## ACTIVITY
Find the line in the entries below that contains "Target: cabinet drawer". Repeat it exactly, and every line after it through the line that contains "If you could mark the undermount".

· · · · ·

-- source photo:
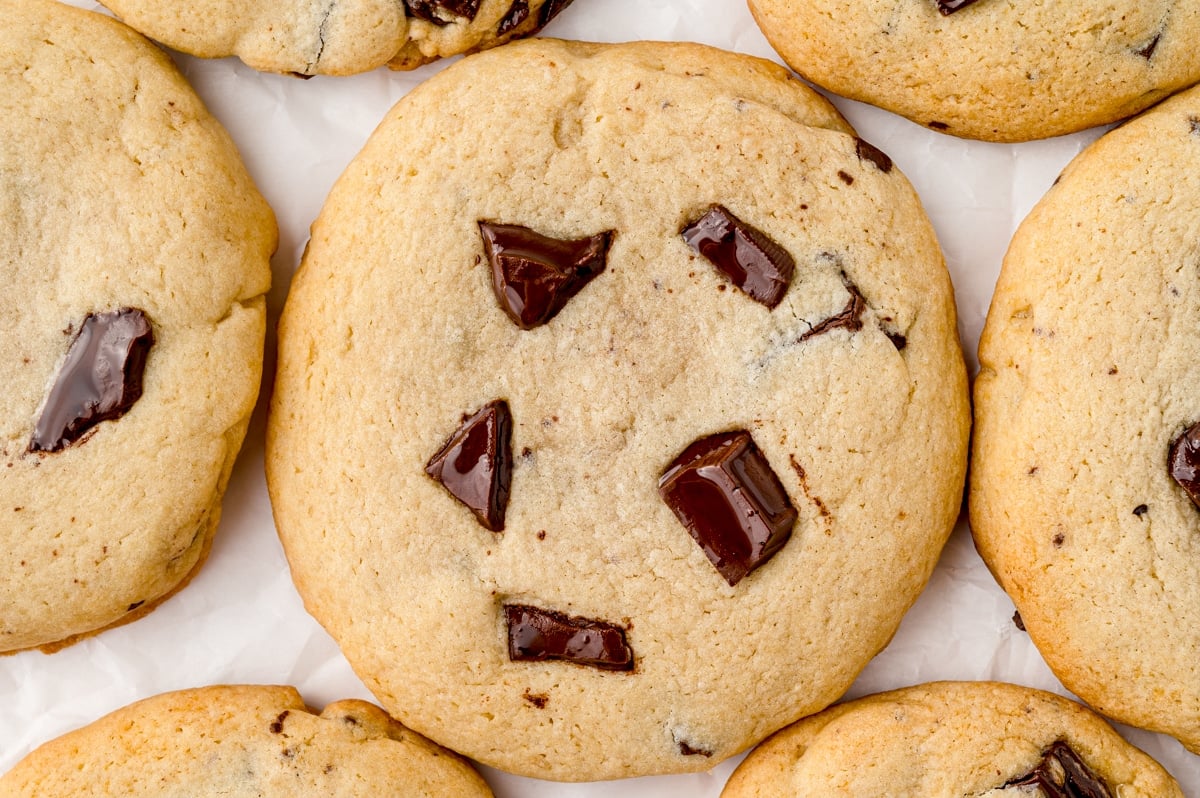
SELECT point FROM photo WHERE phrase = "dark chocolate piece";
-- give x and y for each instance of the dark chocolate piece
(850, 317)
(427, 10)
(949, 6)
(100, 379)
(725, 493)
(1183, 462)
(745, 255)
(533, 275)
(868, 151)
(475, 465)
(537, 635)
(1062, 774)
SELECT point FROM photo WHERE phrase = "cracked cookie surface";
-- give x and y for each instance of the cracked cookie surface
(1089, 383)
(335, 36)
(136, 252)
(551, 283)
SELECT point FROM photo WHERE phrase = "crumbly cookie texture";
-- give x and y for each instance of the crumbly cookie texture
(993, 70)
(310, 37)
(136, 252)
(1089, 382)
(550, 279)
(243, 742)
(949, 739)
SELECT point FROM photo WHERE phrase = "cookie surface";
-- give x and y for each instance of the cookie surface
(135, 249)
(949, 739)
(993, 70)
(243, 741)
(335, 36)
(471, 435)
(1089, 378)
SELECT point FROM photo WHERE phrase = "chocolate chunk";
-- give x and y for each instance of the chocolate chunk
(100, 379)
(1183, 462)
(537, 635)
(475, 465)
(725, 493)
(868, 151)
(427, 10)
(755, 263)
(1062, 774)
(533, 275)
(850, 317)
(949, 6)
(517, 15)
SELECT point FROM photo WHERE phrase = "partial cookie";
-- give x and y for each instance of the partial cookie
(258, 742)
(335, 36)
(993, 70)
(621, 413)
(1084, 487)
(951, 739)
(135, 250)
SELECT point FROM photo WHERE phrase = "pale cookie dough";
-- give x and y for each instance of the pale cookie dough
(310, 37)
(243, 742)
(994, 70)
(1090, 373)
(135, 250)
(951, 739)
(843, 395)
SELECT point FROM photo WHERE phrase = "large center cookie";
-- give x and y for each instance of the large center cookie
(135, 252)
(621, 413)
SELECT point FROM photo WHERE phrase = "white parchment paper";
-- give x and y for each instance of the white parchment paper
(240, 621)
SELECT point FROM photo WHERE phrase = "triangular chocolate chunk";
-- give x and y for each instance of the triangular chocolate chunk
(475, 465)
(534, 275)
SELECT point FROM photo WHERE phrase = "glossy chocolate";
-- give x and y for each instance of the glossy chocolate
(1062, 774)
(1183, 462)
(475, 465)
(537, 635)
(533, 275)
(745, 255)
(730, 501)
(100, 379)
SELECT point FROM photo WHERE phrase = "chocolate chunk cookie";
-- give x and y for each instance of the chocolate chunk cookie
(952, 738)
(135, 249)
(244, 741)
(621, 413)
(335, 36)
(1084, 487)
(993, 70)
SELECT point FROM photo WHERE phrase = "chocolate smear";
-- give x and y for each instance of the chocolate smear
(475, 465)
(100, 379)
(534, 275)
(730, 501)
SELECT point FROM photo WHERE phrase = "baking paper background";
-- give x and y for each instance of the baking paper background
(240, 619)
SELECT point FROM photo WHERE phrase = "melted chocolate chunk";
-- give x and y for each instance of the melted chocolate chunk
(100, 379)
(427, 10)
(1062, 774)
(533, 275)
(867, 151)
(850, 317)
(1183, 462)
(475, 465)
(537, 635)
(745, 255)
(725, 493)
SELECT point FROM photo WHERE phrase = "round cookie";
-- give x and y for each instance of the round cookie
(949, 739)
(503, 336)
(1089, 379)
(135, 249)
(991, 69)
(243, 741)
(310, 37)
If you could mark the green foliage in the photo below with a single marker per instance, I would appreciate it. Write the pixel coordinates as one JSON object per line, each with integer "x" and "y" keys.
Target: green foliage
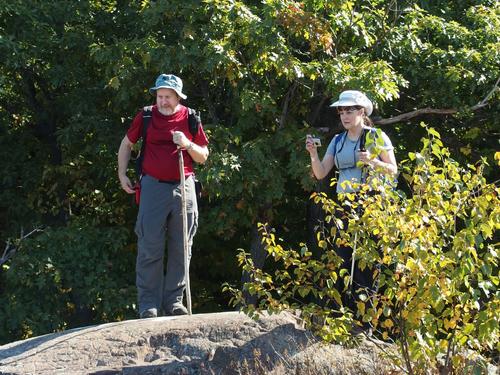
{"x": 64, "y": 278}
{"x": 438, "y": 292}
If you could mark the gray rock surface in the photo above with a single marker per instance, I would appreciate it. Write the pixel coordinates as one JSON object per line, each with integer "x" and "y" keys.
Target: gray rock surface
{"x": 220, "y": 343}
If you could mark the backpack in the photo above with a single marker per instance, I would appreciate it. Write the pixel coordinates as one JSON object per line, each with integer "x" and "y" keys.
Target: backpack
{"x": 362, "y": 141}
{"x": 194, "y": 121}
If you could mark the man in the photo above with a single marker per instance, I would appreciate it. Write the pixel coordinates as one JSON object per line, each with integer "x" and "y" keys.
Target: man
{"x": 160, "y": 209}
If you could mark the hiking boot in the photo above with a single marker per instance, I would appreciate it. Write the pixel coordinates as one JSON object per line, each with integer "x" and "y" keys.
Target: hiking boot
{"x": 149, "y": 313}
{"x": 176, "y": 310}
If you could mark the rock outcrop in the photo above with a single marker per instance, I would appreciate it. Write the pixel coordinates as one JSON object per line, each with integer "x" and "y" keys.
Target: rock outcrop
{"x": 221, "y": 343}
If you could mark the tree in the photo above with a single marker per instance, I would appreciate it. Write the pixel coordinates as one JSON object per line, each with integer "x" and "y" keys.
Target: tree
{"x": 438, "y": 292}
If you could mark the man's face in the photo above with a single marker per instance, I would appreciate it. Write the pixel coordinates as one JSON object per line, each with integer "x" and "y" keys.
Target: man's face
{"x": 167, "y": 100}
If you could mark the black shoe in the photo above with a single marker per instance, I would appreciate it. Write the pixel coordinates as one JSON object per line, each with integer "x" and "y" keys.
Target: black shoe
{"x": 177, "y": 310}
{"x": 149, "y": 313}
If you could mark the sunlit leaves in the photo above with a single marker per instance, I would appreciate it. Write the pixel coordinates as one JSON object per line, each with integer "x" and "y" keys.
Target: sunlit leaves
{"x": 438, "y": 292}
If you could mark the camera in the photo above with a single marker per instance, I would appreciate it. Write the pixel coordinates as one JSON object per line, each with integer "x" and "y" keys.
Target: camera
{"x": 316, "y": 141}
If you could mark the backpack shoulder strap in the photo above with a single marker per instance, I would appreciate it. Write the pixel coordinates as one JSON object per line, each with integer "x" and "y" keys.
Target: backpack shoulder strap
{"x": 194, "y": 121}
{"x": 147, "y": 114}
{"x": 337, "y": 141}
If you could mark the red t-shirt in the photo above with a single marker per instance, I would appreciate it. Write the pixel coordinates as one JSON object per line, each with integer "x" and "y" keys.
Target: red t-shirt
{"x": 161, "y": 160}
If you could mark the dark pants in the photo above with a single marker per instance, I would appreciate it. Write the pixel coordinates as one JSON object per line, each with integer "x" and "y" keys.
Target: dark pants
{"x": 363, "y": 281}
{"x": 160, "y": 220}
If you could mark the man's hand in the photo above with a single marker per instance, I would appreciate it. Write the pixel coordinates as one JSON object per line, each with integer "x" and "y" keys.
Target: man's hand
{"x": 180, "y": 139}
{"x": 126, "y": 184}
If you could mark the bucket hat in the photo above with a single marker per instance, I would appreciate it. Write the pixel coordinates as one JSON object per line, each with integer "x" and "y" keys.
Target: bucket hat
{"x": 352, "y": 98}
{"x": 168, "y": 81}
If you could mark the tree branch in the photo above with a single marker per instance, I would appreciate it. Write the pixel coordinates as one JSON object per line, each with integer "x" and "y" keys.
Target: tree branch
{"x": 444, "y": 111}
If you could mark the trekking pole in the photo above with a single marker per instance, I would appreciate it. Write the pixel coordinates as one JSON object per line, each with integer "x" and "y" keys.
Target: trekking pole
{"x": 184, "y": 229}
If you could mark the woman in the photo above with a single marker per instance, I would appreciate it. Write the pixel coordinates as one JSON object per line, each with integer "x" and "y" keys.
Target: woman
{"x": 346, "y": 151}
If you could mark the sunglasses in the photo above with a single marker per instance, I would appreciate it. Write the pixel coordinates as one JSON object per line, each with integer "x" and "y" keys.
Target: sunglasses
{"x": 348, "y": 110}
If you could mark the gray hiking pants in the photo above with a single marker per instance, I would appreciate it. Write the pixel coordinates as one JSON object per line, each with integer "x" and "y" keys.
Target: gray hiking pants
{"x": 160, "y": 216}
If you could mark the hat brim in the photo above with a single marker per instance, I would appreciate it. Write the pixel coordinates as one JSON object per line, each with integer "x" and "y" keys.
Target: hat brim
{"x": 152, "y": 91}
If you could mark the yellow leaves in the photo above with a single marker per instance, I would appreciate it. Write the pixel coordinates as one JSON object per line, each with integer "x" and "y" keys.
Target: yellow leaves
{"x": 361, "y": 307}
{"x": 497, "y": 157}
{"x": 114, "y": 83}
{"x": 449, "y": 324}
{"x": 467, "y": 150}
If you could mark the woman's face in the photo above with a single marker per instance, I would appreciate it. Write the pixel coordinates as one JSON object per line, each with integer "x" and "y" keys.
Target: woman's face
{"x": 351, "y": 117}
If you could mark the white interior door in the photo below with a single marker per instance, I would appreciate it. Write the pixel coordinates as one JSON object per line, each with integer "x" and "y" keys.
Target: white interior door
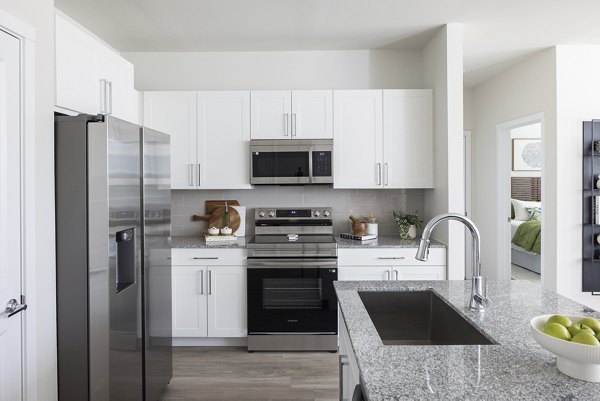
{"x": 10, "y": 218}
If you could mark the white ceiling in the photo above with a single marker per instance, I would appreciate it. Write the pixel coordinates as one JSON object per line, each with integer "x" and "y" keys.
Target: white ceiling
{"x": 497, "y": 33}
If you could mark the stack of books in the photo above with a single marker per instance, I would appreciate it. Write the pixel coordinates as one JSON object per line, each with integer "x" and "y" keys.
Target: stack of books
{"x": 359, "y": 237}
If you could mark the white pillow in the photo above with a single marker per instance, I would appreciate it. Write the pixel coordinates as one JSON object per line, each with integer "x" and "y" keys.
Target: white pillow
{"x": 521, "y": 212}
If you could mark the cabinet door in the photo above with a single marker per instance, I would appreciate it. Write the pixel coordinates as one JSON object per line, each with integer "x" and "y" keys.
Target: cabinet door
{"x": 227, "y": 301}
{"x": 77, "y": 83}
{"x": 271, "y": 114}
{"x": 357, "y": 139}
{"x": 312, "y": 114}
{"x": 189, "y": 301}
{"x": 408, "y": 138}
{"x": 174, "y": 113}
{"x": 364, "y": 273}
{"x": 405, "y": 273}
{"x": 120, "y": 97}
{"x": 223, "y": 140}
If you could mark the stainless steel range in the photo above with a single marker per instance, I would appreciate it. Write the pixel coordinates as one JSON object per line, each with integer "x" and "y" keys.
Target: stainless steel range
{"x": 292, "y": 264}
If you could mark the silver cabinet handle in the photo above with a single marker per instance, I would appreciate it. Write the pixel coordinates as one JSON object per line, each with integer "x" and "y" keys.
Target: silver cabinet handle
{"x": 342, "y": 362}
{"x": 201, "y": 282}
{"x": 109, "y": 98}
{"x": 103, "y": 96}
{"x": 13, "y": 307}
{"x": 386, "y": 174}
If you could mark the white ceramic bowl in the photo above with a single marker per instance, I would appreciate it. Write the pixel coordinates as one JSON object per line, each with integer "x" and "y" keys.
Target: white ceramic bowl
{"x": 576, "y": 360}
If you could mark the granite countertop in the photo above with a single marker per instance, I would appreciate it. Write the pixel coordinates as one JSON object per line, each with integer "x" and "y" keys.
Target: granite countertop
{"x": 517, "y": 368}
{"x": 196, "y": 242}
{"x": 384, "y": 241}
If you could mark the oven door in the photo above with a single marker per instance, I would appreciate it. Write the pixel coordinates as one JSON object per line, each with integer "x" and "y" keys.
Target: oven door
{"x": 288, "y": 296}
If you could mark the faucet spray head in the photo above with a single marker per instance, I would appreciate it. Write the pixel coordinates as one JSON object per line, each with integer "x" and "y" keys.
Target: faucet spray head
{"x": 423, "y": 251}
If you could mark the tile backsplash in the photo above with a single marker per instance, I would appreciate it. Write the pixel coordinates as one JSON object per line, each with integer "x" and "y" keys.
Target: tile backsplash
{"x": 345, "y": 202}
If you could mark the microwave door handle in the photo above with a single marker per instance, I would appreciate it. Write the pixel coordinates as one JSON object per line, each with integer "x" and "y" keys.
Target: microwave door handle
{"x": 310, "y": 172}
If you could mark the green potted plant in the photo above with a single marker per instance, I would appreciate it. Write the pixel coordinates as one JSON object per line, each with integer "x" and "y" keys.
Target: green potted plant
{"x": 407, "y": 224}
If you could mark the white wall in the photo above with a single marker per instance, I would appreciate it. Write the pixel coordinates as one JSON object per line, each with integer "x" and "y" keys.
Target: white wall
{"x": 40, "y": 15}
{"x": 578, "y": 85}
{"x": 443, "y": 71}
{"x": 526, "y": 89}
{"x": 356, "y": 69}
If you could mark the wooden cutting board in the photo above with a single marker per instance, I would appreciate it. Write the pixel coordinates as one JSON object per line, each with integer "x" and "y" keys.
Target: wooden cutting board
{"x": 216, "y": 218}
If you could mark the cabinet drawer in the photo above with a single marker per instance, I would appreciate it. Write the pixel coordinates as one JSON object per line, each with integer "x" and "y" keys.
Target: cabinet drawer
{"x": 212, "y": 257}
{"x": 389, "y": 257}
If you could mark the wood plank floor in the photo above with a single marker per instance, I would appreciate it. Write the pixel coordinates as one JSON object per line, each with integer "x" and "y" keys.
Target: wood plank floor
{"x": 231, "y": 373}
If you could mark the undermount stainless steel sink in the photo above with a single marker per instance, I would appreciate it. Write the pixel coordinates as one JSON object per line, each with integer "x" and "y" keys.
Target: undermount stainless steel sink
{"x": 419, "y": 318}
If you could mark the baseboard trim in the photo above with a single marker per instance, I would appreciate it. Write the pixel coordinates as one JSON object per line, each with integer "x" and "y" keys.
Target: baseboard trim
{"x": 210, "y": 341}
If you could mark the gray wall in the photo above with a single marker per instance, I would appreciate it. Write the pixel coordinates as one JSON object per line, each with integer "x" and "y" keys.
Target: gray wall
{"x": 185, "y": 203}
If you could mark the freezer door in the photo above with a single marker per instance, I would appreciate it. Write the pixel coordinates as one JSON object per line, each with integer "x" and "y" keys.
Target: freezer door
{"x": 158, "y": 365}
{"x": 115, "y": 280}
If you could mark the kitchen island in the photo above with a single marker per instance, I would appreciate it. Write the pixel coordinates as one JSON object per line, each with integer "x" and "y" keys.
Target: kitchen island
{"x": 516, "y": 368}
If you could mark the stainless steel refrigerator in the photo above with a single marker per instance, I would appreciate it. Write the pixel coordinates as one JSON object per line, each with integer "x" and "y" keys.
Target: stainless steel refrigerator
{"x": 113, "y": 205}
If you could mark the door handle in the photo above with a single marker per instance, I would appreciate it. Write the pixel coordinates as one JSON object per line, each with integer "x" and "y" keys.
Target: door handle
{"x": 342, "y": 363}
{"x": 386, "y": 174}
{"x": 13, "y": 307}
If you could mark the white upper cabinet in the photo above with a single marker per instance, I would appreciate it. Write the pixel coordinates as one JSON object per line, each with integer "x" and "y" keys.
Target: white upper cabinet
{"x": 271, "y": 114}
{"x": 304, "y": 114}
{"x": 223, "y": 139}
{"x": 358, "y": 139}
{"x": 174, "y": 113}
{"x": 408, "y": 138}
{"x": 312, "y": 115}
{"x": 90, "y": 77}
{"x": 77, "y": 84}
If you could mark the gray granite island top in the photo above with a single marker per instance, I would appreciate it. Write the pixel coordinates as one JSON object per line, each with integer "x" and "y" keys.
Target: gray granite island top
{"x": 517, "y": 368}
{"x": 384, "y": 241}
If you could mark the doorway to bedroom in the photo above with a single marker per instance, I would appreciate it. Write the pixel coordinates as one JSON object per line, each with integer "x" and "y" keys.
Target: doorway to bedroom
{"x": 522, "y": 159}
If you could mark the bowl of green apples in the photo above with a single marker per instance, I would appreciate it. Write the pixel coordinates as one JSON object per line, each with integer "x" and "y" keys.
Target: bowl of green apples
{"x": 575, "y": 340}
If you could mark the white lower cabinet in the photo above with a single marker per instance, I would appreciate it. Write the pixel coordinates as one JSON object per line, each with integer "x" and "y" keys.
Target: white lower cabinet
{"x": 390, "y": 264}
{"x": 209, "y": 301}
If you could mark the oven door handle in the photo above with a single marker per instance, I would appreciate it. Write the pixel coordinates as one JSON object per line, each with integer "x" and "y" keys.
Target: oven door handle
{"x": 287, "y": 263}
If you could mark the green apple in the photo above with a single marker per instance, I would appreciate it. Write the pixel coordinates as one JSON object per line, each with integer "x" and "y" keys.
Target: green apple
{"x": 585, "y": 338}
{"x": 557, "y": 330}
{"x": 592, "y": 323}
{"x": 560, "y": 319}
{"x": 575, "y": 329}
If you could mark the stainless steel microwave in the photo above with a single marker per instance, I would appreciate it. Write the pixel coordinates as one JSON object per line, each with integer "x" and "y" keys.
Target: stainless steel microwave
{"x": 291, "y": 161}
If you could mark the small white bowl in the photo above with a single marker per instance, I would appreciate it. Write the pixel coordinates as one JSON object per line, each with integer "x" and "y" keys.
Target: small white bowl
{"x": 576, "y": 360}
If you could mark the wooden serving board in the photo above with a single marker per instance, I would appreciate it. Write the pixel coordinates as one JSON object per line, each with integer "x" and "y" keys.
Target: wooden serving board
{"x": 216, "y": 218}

· · · · ·

## ANSWER BELOW
Target: cabinet drawer
{"x": 212, "y": 257}
{"x": 389, "y": 257}
If you could mark the wood plank floor in the photo above with a single marker per instance, I would appreciate it. Write the pixel coordinates as one JSON object per line, each with integer "x" and "y" keys.
Target: wood plank floor
{"x": 231, "y": 373}
If you could mark the undermount stainless steel sink in the photo above with a single marker per instance, I would appreciate it. Write the pixel coordinates as one JSON object per line, each with integer "x" and "y" keys.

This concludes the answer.